Short task:
The lines to be set down run from the line containing "gate in the photo above." through the final line of the data below; print them exactly and print nothing else.
--- Start of Task material ---
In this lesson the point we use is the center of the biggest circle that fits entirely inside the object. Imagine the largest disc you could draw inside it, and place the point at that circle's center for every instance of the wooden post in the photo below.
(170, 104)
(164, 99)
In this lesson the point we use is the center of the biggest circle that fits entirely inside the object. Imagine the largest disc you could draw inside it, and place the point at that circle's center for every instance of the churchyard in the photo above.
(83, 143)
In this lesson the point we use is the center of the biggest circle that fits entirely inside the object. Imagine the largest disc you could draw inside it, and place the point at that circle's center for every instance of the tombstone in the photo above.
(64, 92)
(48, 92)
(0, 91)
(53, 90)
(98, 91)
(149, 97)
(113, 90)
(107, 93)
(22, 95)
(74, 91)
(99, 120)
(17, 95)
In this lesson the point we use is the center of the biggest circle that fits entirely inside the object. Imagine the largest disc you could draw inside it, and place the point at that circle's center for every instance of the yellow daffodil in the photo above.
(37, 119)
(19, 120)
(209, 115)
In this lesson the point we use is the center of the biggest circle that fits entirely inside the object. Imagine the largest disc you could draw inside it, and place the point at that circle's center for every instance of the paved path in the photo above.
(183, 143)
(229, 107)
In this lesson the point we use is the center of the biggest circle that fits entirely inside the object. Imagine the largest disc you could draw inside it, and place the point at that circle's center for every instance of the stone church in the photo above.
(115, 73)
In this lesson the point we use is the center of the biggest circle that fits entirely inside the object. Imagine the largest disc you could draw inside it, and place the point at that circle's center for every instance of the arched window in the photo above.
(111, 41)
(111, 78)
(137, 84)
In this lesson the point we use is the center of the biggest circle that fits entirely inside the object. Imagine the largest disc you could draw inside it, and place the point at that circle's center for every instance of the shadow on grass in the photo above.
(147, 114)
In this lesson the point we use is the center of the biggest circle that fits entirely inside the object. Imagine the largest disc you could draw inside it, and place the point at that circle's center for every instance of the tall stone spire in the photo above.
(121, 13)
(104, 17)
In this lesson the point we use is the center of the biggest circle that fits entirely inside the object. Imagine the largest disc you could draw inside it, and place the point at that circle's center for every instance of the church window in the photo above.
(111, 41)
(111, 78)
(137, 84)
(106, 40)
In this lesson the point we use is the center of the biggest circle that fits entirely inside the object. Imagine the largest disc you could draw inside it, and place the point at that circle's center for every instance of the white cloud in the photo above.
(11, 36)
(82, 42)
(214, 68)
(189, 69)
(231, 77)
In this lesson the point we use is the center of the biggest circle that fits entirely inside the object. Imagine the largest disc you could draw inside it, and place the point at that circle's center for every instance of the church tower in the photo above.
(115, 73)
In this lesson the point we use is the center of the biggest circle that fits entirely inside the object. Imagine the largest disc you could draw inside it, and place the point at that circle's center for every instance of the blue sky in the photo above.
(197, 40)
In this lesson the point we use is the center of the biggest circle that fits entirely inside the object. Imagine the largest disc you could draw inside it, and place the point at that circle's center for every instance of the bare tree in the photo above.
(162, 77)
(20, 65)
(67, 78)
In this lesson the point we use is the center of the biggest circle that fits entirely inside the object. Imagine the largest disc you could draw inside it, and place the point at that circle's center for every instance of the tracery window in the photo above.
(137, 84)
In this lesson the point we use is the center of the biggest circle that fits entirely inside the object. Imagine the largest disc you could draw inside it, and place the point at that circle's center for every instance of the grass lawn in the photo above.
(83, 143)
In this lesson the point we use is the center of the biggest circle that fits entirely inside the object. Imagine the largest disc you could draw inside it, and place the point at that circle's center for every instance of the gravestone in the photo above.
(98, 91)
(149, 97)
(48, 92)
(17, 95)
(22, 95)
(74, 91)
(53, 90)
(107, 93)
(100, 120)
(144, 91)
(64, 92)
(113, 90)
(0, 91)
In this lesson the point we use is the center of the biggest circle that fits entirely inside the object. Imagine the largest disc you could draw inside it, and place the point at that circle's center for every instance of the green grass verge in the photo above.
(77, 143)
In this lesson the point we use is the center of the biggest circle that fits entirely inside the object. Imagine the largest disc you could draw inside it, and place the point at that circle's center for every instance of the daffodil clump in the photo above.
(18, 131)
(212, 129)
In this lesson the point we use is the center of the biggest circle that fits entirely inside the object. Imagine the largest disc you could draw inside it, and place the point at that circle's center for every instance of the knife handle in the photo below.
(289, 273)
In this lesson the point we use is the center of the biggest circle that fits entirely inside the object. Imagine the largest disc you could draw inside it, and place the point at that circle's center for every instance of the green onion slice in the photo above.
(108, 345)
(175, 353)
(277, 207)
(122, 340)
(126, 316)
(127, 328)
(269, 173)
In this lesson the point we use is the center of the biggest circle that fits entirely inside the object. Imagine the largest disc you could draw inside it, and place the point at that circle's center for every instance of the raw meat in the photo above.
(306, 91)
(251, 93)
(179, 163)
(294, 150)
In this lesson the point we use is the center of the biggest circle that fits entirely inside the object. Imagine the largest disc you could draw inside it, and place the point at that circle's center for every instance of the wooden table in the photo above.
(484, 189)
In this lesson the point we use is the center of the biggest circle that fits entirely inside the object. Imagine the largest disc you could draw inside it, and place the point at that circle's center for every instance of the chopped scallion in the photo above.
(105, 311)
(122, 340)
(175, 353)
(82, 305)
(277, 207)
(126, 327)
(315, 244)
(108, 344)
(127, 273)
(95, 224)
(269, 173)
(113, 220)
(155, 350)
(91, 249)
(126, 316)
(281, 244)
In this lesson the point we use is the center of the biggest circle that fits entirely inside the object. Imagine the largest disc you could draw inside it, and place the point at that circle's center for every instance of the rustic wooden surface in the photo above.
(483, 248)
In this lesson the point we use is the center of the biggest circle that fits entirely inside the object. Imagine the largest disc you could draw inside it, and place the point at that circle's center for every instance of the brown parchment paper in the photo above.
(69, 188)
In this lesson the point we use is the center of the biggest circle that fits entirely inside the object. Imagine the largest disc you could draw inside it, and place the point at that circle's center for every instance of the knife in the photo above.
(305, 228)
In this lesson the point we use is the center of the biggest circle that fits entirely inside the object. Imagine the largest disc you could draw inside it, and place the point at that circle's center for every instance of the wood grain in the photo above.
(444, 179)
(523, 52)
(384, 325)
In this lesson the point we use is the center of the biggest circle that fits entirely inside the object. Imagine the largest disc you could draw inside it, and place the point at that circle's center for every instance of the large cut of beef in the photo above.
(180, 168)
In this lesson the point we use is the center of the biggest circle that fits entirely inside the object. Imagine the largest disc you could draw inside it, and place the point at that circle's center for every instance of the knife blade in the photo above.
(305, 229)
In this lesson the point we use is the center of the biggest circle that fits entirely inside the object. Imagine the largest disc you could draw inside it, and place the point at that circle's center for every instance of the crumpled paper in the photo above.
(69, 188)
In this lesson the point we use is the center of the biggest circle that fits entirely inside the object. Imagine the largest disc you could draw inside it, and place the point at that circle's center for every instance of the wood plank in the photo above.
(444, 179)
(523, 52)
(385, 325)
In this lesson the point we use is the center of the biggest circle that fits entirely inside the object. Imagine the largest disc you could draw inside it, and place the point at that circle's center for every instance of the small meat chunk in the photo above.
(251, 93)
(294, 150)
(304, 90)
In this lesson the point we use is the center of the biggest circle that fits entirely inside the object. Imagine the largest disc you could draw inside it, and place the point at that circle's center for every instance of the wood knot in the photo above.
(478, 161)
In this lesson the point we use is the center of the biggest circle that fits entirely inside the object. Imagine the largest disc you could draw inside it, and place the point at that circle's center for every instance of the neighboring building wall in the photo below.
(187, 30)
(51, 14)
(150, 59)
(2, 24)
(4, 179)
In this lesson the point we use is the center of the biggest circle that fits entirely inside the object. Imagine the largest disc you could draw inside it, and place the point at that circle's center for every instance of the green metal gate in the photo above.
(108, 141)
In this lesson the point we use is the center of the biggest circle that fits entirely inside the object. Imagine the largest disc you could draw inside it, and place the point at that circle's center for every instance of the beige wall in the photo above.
--- End of Task material ---
Response to the exercise:
In this lesson the point we use is the center of the biggest circle that fits entirely inside the object. Imagine the largest disc you could draw inside it, and place the point at that circle's center for every instance of the green metal gate in the photo above.
(108, 141)
In this lesson the point we use is the center of the biggest circle that fits entirely inside the object. Imagine the largest disc you could draw inside it, and place the point at that circle's center for every instance of the beige wall in the photo above.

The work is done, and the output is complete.